#### Stored rows

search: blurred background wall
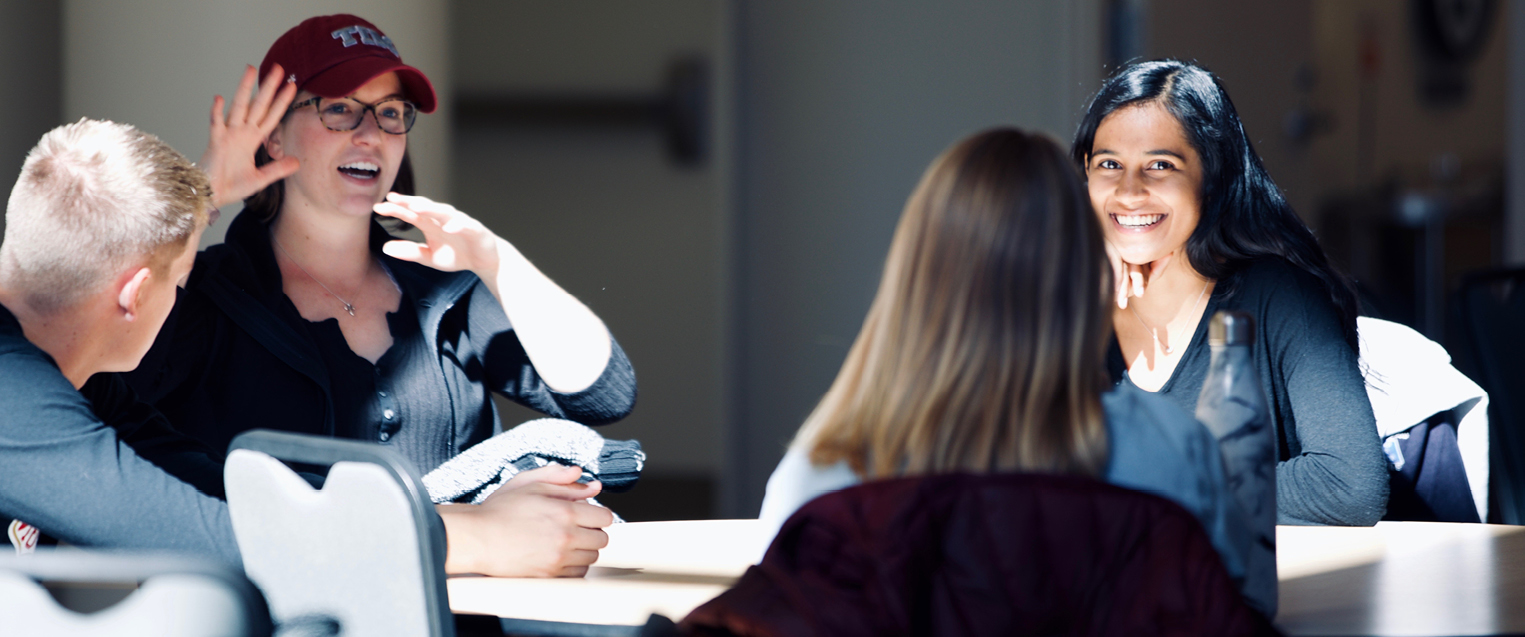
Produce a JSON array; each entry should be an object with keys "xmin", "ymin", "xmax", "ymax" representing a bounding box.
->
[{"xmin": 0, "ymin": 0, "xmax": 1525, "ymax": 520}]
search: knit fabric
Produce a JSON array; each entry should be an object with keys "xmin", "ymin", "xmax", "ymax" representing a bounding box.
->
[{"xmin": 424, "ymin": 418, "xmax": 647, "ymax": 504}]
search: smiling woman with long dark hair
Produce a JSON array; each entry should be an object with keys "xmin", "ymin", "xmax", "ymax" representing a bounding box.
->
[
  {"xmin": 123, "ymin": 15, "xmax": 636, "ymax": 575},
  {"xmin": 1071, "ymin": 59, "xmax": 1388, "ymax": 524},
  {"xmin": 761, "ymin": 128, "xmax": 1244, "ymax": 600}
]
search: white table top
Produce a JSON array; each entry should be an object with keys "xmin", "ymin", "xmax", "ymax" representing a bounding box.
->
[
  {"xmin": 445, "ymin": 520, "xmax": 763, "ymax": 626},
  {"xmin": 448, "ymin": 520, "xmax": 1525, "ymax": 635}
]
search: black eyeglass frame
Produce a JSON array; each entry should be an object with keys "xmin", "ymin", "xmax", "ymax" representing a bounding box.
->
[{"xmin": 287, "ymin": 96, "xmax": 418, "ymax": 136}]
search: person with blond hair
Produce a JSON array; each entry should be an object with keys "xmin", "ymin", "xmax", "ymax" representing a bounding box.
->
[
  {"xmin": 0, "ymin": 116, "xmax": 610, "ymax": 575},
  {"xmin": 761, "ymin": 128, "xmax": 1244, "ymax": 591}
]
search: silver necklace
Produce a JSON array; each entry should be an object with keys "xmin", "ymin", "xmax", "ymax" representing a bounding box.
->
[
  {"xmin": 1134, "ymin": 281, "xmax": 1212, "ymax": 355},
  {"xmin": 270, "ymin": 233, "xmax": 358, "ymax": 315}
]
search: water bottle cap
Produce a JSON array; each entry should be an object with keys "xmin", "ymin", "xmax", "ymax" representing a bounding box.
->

#### Set task
Update every row above by replacing "search" with "query" and keeping everything else unchanged. Leave the pictures out of the output.

#### Written answer
query: blurred background wall
Produce a JSON array; each entry should be an object with keys "xmin", "ymin", "xmax", "ymax" representing a bounding box.
->
[{"xmin": 0, "ymin": 0, "xmax": 1525, "ymax": 520}]
query: knit fabric
Produce a JSON array; each entry should be an object with keys "xmin", "ymin", "xmax", "ymax" representing a bounding box.
->
[{"xmin": 424, "ymin": 418, "xmax": 647, "ymax": 504}]
query: smiling woman with long dark hair
Produce a JSON array; each entry should be an object with keys "xmin", "ymin", "xmax", "ymax" representing a bounding box.
->
[
  {"xmin": 123, "ymin": 15, "xmax": 636, "ymax": 575},
  {"xmin": 1071, "ymin": 59, "xmax": 1388, "ymax": 524},
  {"xmin": 761, "ymin": 128, "xmax": 1244, "ymax": 600}
]
query: white table top
Produce a JSON array; each entry should be an object with keys "xmin", "ymin", "xmax", "ymax" representing a bounding box.
->
[
  {"xmin": 445, "ymin": 520, "xmax": 763, "ymax": 626},
  {"xmin": 448, "ymin": 520, "xmax": 1525, "ymax": 635}
]
query: black eyeglass frame
Produce a JSON array; each entry should be an object with keys "xmin", "ymin", "xmax", "ymax" representing a bounding box.
->
[{"xmin": 287, "ymin": 96, "xmax": 418, "ymax": 136}]
query: person with blond hair
Produce a JSON array; each entry should be an object with keys "xmin", "ymin", "xmax", "ymax" representing a bounding box.
->
[
  {"xmin": 0, "ymin": 116, "xmax": 610, "ymax": 575},
  {"xmin": 761, "ymin": 128, "xmax": 1244, "ymax": 591}
]
query: silver necklace
Produce a JSON array; each entry should be an object with keys "xmin", "ymin", "xmax", "ymax" representing a bounding box.
->
[
  {"xmin": 1134, "ymin": 281, "xmax": 1212, "ymax": 355},
  {"xmin": 270, "ymin": 233, "xmax": 358, "ymax": 315}
]
query: water bottle cap
Produce a JSON array; each entry should be an object with keys "xmin", "ymin", "xmax", "ymax" representing a bounding box.
->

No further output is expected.